> _Aufgabenstellung_
a - Schreibe den Textauszug von „24. 12. Weihnachten.“ bis „sich: entlassen. Punkt.“ wortgetreu ab.
b - Prüfe bitte, ob die folgenden Aussagen mit dem Textauszug übereinstimmen, und beantworte jede mit Ja oder Nein samt den entscheidenden Worten als wörtliches Zitat: (i) Die schreibende Person gibt dem Verkäufer 20 Euro. (ii) Die schreibende Person wehrt den Dank des Verkäufers ab. (iii) Thomas Tuchel wurde in Dortmund entlassen.

24. 12. Weihnachten. Ich drücke dem Straßenmagazin-Verkäufer vom „Bodo“ vorm „Rewe“, wie jedes Jahr, 20,- Euro in die Hand und wünsche bessere Tage. Er fällt, wie jedes Jahr, aus allen Wolken und bedankt sich überschwänglichst. Ich wehre, wie jedes Jahr, unterschwänglichst ab. Es ist jedes Jahr der immer gleiche groteske Tanz. Was aber, wenn sich schon länger eine heimliche Fangruppe gegründet hat, die uns jedes Jahr filmt und ins weltweite Netz stellt? „The strange man and the old bodo-seller. Edition 2020“! Oh no …
25.12. Fußball. Lucien Favre (Dortmund): entlassen. Thomas Tuchel (Paris): entlassen. Manuel Baum (Gelsenkirchen): entlassen. Achim Beierlorzer (Mainz): entlassen. Maurizio Sarri (Turin): entlassen. Jos Luhukay (St. Pauli): entlassen. Fußball an sich: entlassen. Punkt.

> _Übungsmaterial_
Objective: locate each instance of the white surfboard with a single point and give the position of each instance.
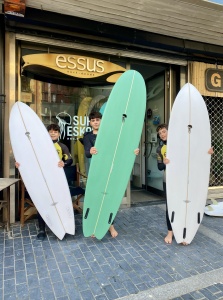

> _Erwartete Antworten_
a -
24. 12. Weihnachten. Ich drücke dem Straßenmagazin-Verkäufer vom „Bodo“ vorm „Rewe“, wie jedes Jahr, 20,- Euro in die Hand und wünsche bessere Tage. Er fällt, wie jedes Jahr, aus allen Wolken und bedankt sich überschwänglichst. Ich wehre, wie jedes Jahr, unterschwänglichst ab. Es ist jedes Jahr der immer gleiche groteske Tanz. Was aber, wenn sich schon länger eine heimliche Fangruppe gegründet hat, die uns jedes Jahr filmt und ins weltweite Netz stellt? „The strange man and the old bodo-seller. Edition 2020“! Oh no …
25.12. Fußball. Lucien Favre (Dortmund): entlassen. Thomas Tuchel (Paris): entlassen. Manuel Baum (Gelsenkirchen): entlassen. Achim Beierlorzer (Mainz): entlassen. Maurizio Sarri (Turin): entlassen. Jos Luhukay (St. Pauli): entlassen. Fußball an sich: entlassen. Punkt.

b -
(i) Ja: „20,- Euro in die Hand“
(ii) Ja: „Ich wehre, wie jedes Jahr, unterschwänglichst ab.“
(iii) Nein: „Thomas Tuchel (Paris): entlassen.“